» **PAGE EXTRACT**
-- start --

We’ve got our eye on you.

Donald: Aw, phooey. I’ll never be scary.

Mickey: Donald may be trying to scare everyone... but here’s a story where he gets spooked himself.

(Cartoon: How To Haunt A House.)

The following presentation…will demonstrate how to haunt the living. But before we begin, one must be…

Goofy: (Hollers).

Not living. The fine specimen observed here is commonly known as a ghost.

Ghost? Where?

- Why, you, my friend. -Me? Yes, you have just joined the ranks of the supernatural. That explains what all that racket was out there. Hey! I’m not ready to be dearly departed. Don’t you worry. It’s only temporary. Just long enough for you to demonstrate… Step one choose a house to haunt-- Finding the right house… is all about location, location, location. And what better place to look than the classified ads? Let’s see here. ‘‘Creaking hardwood floors…’’ ‘‘a foggy-enshrouded’’ breakfast nook… ‘‘informal dying room.’’ Perfect! Oh, a-hauntin’ I will go A-hauntin’ I will go Hi, ho, the merry-o A-hauntin’ I will go Step two selecting a hauntee-- Hauntee number one is a likeable mouse… and popular American icon. Oh, gosh, I’m scared. Hauntee number two is a cow who’s a real moo-ver and shaker. I’m scared, too. And finally, hauntee number three… is a hot-headed duck who’s a real quack-up. Aw, phooey. Nothing scares me. I know who I’m going to pick on. Step three being creepy-- Nothing is quite creepier than the creaky front door… which opens all by itself. Here goes. Oh, automatic doors. How convenient. Having successfully creeped your intended hauntee out… you’re now ready for… Step four looking like a ghost-- With an ordinary bedsheet carefully draped over you… sneak about in a menacing manner. Hit my head! Continue this macabre dance of the dead… and watch as panic and terror wash over your victim. This method of haunting… is only made possible by the unique eyeholes… that have been cut in the sheet. Eyeholes? Now you tell me. Step five the dark-- Everyone is afraid of the dark. Use this knowledge to your haunting advantage. Oh, this is getting silly. Step six things that go bump-- Peace and quiet. A ghost has a wide array of scary sounds… with which to frighten their unwitting victim. I just don’t understand it. Oh, come on. I’m tired of being a ghost. Hey, Donald, wake up. What? A ghost! But, Donald-- No! Get away! Sorry, Donald. I just wanted to tell you that I’m a ghost. And now you are, too. Why, you little-- Now, now, settle down, Donald. It’s only temporary.

That’s right. Just long enough to demonstrate How to end a cartoon… Begin at the end… by chasing each other into the distance… then scream comically.

Goofy: (Holler).

Followed by an iris out.

(Cartoon ends.)

All: (Cheering).

Goofy: (Laughs).

Mickey: Everyone knows that there’s only one thing… to really be afraid of on Halloween night…and that’s ghosts--especially when they’re the Lonesome Ghosts.

(Cartoon: Lonesome Ghosts.)

-- end --

» **WHAT IS ASKED**
1) In the Halloween cartoon transcript, retype the part that opens with the words containing "Followed by an" and closes with "(Cartoon: Lonesome Ghosts.)".
2) List the numbered steps of haunting named in the Halloween cartoon transcript.
3) According to the Halloween cartoon transcript, where does the search for a house to haunt take place?

» **DATA SHOWN**
-- start --

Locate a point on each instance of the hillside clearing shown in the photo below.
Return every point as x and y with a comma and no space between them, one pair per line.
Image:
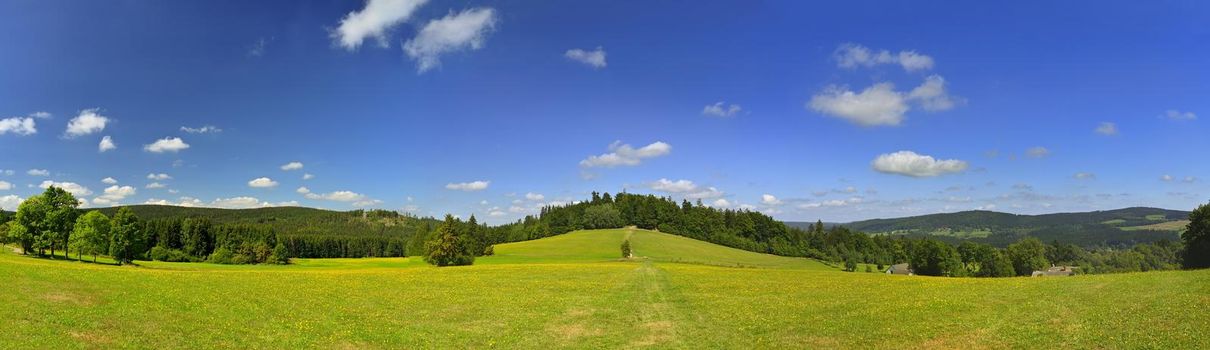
574,291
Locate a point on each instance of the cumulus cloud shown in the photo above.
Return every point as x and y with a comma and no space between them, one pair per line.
593,58
114,194
88,121
105,144
292,165
1037,151
10,202
721,109
932,96
626,155
373,22
455,32
685,188
261,183
340,196
17,125
172,144
74,188
1180,115
205,128
910,164
879,104
853,56
1106,128
478,185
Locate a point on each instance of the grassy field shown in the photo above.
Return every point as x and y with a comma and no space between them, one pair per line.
572,291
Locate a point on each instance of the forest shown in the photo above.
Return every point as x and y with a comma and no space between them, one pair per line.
51,222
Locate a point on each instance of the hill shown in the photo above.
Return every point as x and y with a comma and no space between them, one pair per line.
1117,227
571,291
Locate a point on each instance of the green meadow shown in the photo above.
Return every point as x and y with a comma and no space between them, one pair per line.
574,291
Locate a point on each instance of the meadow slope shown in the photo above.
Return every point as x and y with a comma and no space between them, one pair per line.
572,291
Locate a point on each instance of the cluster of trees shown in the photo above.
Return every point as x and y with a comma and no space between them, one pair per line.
50,222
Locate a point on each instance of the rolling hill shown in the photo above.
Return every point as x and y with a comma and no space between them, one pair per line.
572,291
1116,227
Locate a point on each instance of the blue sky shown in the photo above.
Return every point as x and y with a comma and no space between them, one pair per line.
834,112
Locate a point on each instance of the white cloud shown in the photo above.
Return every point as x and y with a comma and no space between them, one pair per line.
685,188
340,196
1037,151
1106,128
478,185
363,204
465,30
261,183
932,96
292,165
105,144
115,193
205,128
877,104
22,126
88,121
721,109
74,188
1170,114
172,144
238,202
910,164
373,22
626,155
852,56
593,58
10,202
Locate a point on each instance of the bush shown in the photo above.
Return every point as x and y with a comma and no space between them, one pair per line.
220,256
167,254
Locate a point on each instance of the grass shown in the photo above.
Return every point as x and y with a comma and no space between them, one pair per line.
572,291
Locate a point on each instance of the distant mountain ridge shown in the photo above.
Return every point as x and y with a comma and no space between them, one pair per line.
1116,227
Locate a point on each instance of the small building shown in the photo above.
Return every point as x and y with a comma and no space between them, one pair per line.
899,269
1055,271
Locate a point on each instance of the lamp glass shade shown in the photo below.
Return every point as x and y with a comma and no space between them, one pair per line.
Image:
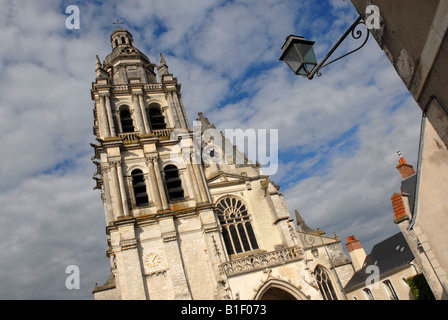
298,53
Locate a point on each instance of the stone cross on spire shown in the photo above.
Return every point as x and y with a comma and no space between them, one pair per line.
118,22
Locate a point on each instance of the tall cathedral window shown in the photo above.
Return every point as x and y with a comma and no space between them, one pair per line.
390,290
156,119
139,185
236,226
127,125
173,183
325,285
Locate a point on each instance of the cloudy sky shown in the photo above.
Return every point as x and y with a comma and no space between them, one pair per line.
338,134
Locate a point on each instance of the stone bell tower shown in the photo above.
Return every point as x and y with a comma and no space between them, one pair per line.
181,227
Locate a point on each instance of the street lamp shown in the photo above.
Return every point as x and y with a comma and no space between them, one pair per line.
298,52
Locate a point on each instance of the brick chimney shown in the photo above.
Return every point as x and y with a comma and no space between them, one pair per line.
405,169
357,253
398,206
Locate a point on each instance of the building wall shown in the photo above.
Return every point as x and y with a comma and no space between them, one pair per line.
413,36
379,290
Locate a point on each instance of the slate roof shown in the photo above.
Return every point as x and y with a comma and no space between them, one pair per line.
387,255
408,186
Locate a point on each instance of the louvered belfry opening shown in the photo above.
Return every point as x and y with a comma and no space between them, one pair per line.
127,124
173,183
138,182
156,119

-- end --

» **COMPLETED EXERCISE**
1)
Followed by an iris out.

(Cartoon ends.)

All: (Cheering).

Goofy: (Laughs).

Mickey: Everyone knows that there’s only one thing… to really be afraid of on Halloween night…and that’s ghosts--especially when they’re the Lonesome Ghosts.

(Cartoon: Lonesome Ghosts.)

2)
Step one: choose a house to haunt
Step two: selecting a hauntee
Step three: being creepy
Step four: looking like a ghost
Step five: the dark
Step six: things that go bump

3) In the classified ads.